Each line of the listing that contains the word "arched" is to be copied.

====================

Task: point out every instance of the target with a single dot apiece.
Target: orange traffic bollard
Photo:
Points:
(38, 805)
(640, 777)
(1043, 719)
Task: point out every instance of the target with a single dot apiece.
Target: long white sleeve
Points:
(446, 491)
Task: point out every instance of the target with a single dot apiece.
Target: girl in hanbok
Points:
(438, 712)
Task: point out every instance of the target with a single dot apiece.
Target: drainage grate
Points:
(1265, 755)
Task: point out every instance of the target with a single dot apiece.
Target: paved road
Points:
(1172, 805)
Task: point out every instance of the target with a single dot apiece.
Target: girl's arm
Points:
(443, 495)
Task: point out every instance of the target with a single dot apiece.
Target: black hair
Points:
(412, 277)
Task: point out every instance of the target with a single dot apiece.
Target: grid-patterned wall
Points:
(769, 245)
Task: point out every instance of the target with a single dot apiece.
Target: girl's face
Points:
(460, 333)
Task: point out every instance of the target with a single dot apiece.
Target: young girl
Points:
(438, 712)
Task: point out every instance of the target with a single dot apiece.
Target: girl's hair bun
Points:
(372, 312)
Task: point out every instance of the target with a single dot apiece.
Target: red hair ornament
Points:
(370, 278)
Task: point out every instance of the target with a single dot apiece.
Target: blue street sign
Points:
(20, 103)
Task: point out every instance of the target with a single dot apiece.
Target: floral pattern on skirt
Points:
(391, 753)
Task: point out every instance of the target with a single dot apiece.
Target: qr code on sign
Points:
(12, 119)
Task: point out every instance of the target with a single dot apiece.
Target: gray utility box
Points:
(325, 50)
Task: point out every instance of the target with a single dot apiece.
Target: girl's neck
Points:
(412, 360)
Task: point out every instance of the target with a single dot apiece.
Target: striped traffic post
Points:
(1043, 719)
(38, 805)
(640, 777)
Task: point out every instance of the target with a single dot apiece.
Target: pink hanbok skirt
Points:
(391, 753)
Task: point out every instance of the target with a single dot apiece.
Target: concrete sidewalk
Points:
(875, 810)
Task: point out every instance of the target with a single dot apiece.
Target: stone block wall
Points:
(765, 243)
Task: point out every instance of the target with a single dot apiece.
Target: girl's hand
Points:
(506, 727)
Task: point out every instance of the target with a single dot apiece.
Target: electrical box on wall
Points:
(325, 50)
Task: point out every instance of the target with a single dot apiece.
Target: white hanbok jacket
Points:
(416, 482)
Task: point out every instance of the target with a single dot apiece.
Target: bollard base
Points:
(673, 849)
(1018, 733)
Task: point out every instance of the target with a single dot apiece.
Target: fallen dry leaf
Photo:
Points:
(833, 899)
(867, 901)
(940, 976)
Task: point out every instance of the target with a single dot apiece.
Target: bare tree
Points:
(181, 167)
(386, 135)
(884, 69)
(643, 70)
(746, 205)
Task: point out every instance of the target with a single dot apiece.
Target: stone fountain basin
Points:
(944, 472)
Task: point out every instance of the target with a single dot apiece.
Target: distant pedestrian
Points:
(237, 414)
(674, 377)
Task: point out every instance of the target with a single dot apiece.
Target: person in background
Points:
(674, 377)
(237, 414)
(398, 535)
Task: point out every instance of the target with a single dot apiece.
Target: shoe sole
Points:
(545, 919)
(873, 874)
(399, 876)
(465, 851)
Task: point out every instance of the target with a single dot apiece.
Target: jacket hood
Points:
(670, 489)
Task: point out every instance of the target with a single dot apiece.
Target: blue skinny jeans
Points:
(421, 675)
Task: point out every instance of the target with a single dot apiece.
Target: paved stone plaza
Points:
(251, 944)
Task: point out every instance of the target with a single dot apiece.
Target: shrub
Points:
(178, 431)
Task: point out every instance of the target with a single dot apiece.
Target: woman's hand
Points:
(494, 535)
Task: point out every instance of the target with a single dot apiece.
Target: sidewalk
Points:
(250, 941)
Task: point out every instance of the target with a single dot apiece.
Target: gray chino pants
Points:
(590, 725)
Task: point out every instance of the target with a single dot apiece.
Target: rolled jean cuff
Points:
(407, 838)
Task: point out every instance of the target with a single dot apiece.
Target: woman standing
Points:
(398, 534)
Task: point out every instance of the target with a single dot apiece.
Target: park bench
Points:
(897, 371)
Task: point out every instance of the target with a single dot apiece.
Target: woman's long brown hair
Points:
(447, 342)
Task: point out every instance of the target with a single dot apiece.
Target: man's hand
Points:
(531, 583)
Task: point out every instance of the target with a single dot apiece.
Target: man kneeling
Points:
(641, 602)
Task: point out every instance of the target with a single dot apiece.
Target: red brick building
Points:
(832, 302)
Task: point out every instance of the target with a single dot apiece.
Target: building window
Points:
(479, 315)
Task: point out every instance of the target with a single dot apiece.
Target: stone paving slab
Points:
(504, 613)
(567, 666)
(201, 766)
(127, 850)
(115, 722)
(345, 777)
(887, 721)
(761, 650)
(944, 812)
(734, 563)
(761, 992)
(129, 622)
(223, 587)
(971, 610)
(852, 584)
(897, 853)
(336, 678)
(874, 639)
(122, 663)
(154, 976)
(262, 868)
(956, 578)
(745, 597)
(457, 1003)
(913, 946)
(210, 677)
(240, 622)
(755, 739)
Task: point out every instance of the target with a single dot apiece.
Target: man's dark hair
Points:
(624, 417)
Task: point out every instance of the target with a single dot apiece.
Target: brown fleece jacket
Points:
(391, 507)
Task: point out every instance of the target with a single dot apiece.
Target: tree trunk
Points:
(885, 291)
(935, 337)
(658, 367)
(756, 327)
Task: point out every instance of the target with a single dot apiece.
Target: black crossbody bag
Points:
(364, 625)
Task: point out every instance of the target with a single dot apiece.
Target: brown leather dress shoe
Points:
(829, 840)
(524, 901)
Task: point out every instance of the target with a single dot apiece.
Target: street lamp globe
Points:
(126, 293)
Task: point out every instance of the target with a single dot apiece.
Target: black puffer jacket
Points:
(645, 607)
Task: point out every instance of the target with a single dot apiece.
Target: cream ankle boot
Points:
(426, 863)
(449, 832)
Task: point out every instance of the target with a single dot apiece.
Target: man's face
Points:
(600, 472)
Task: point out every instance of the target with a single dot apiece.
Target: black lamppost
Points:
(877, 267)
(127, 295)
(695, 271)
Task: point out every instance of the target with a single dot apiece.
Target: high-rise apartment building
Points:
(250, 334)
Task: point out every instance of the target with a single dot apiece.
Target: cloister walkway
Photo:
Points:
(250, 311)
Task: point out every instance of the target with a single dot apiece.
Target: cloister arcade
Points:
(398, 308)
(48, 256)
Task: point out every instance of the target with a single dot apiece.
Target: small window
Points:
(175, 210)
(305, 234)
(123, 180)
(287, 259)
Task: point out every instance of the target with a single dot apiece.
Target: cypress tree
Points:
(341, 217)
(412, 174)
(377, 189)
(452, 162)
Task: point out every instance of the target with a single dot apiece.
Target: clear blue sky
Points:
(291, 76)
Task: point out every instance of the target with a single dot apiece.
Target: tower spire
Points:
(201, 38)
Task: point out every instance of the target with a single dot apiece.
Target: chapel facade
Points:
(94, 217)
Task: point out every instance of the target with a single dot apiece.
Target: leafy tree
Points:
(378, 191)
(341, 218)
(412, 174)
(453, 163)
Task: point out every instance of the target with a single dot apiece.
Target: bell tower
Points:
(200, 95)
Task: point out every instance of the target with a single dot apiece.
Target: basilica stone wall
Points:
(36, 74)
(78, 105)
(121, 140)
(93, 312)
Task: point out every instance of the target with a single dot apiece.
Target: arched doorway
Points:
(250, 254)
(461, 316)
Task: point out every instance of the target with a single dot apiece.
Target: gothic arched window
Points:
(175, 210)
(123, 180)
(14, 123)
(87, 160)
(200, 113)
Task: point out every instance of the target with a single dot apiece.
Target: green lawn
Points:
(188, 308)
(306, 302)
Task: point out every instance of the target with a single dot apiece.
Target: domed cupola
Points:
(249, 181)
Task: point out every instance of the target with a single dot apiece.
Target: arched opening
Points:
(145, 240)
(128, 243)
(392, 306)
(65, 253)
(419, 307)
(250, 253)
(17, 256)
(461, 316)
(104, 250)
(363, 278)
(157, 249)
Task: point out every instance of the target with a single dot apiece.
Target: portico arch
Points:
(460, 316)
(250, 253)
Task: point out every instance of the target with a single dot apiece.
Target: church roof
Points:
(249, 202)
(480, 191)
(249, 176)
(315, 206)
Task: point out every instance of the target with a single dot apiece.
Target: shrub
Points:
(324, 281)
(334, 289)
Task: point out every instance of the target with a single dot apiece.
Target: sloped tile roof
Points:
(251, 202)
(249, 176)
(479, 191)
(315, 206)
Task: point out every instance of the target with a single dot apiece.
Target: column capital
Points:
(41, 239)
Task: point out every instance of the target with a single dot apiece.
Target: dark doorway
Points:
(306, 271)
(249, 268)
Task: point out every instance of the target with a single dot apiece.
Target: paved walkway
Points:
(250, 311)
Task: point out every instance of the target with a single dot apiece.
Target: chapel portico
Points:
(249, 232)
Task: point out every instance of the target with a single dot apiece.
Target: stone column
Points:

====================

Result of the task:
Target: arched doorway
Target: gothic arched window
Target: arched opening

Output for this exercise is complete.